Rewrite the material from its start through the line with "901 20 974 87", changing every "Pinpoint" to "Locate" and leaving everything else as it is.

** START Record excerpts **

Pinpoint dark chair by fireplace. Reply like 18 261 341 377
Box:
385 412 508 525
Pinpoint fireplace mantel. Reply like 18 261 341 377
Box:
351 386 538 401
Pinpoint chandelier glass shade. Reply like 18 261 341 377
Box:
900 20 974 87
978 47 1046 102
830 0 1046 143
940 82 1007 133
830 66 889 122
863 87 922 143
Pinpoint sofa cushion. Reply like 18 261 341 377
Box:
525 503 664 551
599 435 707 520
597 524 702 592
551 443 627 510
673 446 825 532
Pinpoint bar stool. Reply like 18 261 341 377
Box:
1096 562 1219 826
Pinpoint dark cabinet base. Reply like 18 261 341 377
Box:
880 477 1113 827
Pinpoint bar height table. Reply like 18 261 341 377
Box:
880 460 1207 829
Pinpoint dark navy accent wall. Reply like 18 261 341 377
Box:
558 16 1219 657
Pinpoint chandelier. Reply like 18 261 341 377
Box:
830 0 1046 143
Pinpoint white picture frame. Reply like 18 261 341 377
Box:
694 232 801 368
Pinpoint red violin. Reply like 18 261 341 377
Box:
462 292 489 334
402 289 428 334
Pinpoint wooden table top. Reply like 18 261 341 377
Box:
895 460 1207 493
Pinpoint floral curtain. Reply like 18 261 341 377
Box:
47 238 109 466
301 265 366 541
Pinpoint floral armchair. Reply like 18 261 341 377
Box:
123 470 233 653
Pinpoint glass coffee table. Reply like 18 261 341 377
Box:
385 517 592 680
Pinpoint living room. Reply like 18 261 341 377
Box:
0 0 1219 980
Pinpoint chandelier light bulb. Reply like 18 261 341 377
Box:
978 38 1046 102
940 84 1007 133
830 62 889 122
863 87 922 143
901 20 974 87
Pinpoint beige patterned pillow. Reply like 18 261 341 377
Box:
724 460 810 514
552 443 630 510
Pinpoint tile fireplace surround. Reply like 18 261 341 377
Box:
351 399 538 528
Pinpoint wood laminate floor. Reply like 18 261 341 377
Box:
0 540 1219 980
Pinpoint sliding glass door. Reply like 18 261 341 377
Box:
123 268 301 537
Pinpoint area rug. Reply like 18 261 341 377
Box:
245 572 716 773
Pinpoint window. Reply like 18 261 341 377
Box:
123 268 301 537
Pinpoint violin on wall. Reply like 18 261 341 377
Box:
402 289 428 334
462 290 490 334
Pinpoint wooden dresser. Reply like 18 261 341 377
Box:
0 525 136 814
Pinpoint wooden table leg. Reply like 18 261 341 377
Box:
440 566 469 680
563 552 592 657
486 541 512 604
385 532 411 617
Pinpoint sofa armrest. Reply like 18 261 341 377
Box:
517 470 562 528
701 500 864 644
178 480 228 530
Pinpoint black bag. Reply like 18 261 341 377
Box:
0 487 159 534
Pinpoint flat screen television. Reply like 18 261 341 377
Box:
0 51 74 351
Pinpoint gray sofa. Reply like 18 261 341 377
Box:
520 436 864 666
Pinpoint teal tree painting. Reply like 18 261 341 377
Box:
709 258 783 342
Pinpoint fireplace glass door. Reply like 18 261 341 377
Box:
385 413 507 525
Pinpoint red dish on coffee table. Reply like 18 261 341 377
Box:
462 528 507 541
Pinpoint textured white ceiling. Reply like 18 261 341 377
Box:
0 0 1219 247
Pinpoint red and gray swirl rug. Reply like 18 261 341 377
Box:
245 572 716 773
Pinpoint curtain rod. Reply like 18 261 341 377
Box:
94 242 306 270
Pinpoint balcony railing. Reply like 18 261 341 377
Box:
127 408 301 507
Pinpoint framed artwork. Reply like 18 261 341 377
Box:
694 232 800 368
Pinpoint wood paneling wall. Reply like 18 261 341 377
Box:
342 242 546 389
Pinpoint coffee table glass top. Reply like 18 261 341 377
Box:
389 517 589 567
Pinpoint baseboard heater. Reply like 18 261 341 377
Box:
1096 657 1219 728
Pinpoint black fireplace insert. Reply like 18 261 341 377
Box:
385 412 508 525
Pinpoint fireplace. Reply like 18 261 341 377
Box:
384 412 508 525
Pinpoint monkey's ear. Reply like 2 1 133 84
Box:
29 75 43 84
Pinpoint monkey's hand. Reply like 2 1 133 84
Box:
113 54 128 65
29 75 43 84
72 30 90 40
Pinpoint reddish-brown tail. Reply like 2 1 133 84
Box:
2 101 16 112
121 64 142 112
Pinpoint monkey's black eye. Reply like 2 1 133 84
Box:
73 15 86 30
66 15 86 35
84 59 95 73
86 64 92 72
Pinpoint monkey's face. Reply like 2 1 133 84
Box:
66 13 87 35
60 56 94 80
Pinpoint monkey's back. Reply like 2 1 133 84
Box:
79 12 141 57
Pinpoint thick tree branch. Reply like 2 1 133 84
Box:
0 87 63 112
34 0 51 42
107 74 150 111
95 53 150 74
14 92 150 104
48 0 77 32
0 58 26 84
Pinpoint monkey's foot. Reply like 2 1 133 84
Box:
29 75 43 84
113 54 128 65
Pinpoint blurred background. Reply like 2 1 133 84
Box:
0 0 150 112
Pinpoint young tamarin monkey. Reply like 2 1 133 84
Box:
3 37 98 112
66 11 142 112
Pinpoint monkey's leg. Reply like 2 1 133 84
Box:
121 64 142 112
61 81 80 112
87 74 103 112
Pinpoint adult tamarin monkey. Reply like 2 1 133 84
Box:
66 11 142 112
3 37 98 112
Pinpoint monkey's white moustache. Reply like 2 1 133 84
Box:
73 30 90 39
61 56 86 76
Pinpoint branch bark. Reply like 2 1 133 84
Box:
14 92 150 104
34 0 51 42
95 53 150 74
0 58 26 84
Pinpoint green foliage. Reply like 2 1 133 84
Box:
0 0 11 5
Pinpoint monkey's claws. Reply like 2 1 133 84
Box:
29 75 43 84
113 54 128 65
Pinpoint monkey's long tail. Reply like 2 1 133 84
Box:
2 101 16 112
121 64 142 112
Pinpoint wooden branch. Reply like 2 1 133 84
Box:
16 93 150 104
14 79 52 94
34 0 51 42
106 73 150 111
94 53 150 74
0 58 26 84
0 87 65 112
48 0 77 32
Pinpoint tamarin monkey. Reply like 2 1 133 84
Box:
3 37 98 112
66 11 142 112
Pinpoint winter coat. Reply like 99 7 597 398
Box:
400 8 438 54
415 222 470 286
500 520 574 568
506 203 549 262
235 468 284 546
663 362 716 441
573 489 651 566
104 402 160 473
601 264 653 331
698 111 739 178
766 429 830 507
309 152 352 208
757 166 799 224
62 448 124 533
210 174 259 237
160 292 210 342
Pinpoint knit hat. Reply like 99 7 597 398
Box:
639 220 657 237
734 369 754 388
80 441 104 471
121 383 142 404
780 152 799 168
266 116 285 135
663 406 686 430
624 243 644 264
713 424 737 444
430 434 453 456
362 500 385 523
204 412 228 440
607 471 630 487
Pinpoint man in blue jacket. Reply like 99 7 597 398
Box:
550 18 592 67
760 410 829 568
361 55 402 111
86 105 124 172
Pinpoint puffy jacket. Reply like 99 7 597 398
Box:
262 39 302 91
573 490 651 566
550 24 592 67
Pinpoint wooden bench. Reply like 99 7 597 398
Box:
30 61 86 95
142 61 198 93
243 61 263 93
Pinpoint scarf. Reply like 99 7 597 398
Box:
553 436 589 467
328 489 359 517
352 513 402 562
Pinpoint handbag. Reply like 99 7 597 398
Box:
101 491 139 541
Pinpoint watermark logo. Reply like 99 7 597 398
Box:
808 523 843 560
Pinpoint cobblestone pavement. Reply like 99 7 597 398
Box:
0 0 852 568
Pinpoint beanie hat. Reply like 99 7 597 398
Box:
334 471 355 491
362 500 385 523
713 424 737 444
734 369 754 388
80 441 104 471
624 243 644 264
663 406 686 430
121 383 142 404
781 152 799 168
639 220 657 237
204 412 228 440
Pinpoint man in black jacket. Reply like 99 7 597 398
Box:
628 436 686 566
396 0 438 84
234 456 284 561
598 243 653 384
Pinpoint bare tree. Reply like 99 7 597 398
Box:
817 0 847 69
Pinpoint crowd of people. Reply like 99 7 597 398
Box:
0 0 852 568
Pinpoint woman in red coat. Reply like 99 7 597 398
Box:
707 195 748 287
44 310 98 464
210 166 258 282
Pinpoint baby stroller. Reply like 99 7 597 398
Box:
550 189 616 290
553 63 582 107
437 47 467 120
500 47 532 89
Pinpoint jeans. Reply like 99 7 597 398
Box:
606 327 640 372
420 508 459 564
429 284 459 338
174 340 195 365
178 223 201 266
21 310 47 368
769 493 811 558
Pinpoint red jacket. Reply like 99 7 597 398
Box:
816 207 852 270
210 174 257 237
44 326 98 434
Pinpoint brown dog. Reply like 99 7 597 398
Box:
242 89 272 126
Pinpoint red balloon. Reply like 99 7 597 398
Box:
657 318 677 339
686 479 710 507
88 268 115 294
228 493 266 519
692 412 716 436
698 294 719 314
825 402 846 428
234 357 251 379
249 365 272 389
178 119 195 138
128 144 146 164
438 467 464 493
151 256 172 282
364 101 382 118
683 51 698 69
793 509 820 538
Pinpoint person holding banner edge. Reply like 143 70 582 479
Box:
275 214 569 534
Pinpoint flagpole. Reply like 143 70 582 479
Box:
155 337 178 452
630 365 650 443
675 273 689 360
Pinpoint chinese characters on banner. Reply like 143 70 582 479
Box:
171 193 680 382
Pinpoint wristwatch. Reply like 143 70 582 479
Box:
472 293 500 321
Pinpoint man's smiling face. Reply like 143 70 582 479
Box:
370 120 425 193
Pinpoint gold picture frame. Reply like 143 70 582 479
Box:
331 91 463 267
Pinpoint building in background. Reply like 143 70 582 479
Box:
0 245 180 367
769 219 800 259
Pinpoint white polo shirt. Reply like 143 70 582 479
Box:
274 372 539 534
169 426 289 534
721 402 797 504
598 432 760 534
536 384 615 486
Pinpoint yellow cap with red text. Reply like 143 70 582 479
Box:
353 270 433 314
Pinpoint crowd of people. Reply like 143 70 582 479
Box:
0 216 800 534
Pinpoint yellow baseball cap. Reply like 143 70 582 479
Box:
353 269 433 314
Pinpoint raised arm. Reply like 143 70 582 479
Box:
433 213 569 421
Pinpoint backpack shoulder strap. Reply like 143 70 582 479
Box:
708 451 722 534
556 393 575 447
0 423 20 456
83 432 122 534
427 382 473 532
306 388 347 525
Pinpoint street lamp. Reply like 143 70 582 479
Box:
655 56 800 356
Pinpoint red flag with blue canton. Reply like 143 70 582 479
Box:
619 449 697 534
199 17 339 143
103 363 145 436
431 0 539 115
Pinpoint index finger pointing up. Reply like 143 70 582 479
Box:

** END Record excerpts **

Answer to the problem
Locate dark chair by fireplace. Reply like 18 261 341 377
Box:
385 412 508 525
Locate fireplace mantel. Reply like 18 261 341 377
Box:
351 386 538 401
Locate chandelier glass shade. Reply like 18 261 341 377
Box:
900 20 974 87
978 47 1046 102
830 0 1046 143
940 82 1007 133
830 66 889 122
863 87 922 143
Locate sofa cushion. Reply like 18 261 341 377
Box:
525 503 664 551
599 435 707 520
597 524 702 592
551 443 627 510
673 446 825 532
Locate bar stool. Reply like 18 261 341 377
Box:
1096 562 1219 826
Locate dark cabinet base. Reply like 18 261 341 377
Box:
880 477 1113 827
Locate bar height table. Reply like 18 261 341 377
Box:
880 460 1207 829
Locate dark navy accent wall. Reply like 18 261 341 377
Box:
558 16 1219 657
Locate chandelier. Reply like 18 261 341 377
Box:
830 0 1046 143
Locate white picture frame. Reply like 18 261 341 377
Box:
694 232 801 368
Locate red violin. Reply like 18 261 341 377
Box:
462 292 489 334
402 289 428 334
Locate wooden table top. Reply like 18 261 341 377
Box:
895 460 1207 493
Locate floral curtain. Reply like 18 261 341 377
Box:
47 238 109 466
301 265 366 541
Locate floral armchair. Reply like 18 261 341 377
Box:
123 470 233 653
Locate glass coffee table. Reply like 18 261 341 377
Box:
385 517 592 680
Locate living room. Reply like 18 261 341 377
Box:
0 0 1219 980
Locate chandelier light bulb. Reply like 18 261 341 377
Box:
978 38 1046 102
940 84 1007 133
830 62 889 122
863 87 922 143
901 20 974 87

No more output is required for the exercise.